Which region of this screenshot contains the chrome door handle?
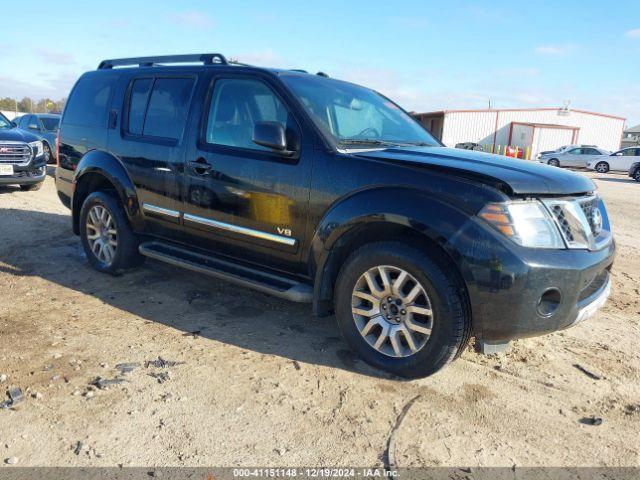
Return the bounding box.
[187,157,211,175]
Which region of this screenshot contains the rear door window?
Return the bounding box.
[128,78,194,140]
[63,73,117,127]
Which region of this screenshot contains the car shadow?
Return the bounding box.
[0,208,396,379]
[593,177,636,183]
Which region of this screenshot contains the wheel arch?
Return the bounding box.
[71,150,143,235]
[309,188,478,317]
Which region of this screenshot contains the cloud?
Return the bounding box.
[174,11,213,30]
[391,17,429,30]
[624,28,640,38]
[534,45,574,56]
[35,47,76,65]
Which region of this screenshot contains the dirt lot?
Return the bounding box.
[0,170,640,467]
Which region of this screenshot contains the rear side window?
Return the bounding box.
[128,78,152,135]
[64,74,116,127]
[127,78,194,140]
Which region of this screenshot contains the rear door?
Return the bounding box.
[109,73,197,240]
[184,73,313,269]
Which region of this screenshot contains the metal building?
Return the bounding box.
[413,108,625,158]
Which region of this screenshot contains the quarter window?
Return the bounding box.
[64,73,116,127]
[128,78,152,135]
[205,78,294,151]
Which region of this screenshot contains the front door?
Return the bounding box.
[184,75,313,270]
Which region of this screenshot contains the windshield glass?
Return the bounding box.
[282,75,440,148]
[40,117,60,132]
[0,113,13,128]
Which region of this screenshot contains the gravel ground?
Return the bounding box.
[0,168,640,467]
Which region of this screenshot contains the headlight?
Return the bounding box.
[29,140,44,158]
[478,200,565,248]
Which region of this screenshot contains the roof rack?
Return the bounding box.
[98,53,229,70]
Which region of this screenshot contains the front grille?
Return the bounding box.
[551,205,575,242]
[0,143,32,165]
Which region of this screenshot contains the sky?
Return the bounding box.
[0,0,640,125]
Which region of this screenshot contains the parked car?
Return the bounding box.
[456,142,484,152]
[587,147,640,173]
[0,113,47,190]
[56,54,615,377]
[13,113,60,163]
[537,145,578,160]
[538,145,610,168]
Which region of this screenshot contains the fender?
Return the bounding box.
[72,150,144,233]
[309,186,503,315]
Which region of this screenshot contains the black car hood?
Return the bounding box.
[356,147,596,195]
[0,128,39,143]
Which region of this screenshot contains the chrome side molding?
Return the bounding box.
[184,213,298,247]
[142,203,180,218]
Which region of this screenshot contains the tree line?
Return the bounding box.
[0,97,67,113]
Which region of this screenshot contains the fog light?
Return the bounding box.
[538,288,562,317]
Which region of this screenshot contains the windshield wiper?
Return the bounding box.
[338,138,401,147]
[338,138,433,147]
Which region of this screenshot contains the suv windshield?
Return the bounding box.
[0,113,13,129]
[40,117,60,132]
[282,75,440,148]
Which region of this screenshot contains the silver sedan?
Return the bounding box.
[538,146,610,168]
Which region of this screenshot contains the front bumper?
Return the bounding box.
[451,216,615,343]
[0,157,47,185]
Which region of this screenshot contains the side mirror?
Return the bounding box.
[253,122,293,155]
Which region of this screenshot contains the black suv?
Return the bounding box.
[56,54,615,377]
[0,113,47,190]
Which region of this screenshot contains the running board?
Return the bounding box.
[138,241,313,303]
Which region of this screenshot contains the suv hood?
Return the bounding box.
[0,128,40,143]
[355,147,596,195]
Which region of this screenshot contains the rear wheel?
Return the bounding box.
[80,192,144,275]
[335,242,471,378]
[547,158,560,167]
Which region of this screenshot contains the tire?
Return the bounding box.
[80,191,145,275]
[20,182,44,192]
[334,242,471,378]
[547,158,560,167]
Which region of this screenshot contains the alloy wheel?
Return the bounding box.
[86,205,118,266]
[351,265,433,358]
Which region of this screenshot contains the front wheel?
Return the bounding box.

● ● ● ● ● ● ●

Reproduce the whole listing above word for word, but leave out the pictures.

Which region of this screenshot contains the chrome door handle?
Return the bounding box.
[187,157,211,175]
Which region of this screenshot contains the rear door window?
Return the bounding box.
[128,78,194,140]
[63,73,117,127]
Which region of this screenshot contains the car shadow?
Return the bounding box.
[0,208,396,379]
[593,177,636,183]
Which region of this screenshot contains the wheel arch?
Return the bounding box.
[71,150,143,235]
[309,188,478,317]
Which region of this screenshot contains the cloud?
Return the bounding box.
[174,11,213,30]
[391,17,429,30]
[624,28,640,38]
[534,45,574,56]
[35,47,76,65]
Which region of this screenshot contains the dirt lot?
Return the bounding box.
[0,170,640,467]
Which region of this screenshot contains the rear side window?
Return the bounding box.
[128,78,152,135]
[64,74,116,127]
[127,78,194,140]
Which region of this screenshot contains the rear door?
Return the bounding box.
[109,73,197,240]
[184,73,313,269]
Which region of this screenshot contains the metal building?
Return the bounding box.
[413,108,625,158]
Which region of this screenshot contains the quarter window?
Return the bounding box.
[64,73,116,127]
[128,78,152,135]
[205,78,294,151]
Which region of this screenshot contains the front door?
Return the bounding box.
[184,75,313,270]
Which region of this screenshot contains the windshield glass?
Return the bounding box.
[282,75,440,148]
[40,117,60,132]
[0,113,13,128]
Which region of this screenshot contains the gravel ground?
Return the bounding box.
[0,168,640,467]
Which region of this screenshot contains the headlight?
Return the bounding box.
[29,140,44,158]
[478,200,565,248]
Which region of this screenshot contains the roof rack?
Return the bounding box.
[98,53,229,70]
Which region of this screenshot contains the front grille?
Return the bounding box.
[551,205,575,242]
[0,143,32,165]
Which region of this screenshot contains the sky?
Return the bounding box.
[0,0,640,125]
Which region of this screenshot contains the parked car?
Return the bounding box.
[456,142,484,152]
[587,147,640,173]
[0,113,47,190]
[56,54,615,377]
[13,113,60,163]
[537,145,578,160]
[538,145,610,168]
Which region of this screenshot contains the fender?
Return the bounding box.
[72,150,144,233]
[309,186,503,315]
Which region of this screenshot contains the black car hood?
Return the bounding box.
[356,147,596,195]
[0,128,39,143]
Which region of this screenshot contains the chrome side molding?
Return the bounding box.
[184,213,298,247]
[142,203,180,218]
Which region of this screenshot contains the tree line?
Return the bounding box.
[0,97,67,113]
Which region of this screenshot contains the fog light?
Return the bounding box.
[538,288,562,317]
Which region of this screenshot contains the windshield wiper?
Return the bounding box.
[338,138,401,147]
[338,138,433,147]
Which region of this screenshot contains the suv windshield?
Return the bounding box.
[0,113,13,129]
[40,117,60,132]
[282,75,440,148]
Which region of this screenshot contains the silver sedan?
Return the bounding box.
[538,146,610,168]
Which region of this screenshot contains the front bumper?
Return the bounding box.
[451,216,615,343]
[0,157,47,185]
Which region of this screenshot contains the side mirror?
Return the bounding box.
[253,122,293,155]
Which region of this screenshot contains the black suv?
Return the bounding box.
[56,54,615,377]
[0,113,47,190]
Which region of this screenshot contains the running board?
Return the bounding box.
[138,241,313,303]
Which region of this screenshot contains the suv hood?
Return the bounding box.
[0,128,40,143]
[355,147,596,195]
Which region of this screenshot contains the rear wheel?
Return the bounding box.
[80,192,144,275]
[335,242,471,378]
[547,158,560,167]
Which region of this screenshot contains the tire?
Return the bounding box.
[80,191,145,275]
[20,182,44,192]
[334,242,471,378]
[547,158,560,167]
Which region of this screenshot contains the alloy wheel?
Return the bounding box.
[86,205,118,266]
[351,265,433,358]
Which region of this screenshot contains the front wheel?
Return the bounding box.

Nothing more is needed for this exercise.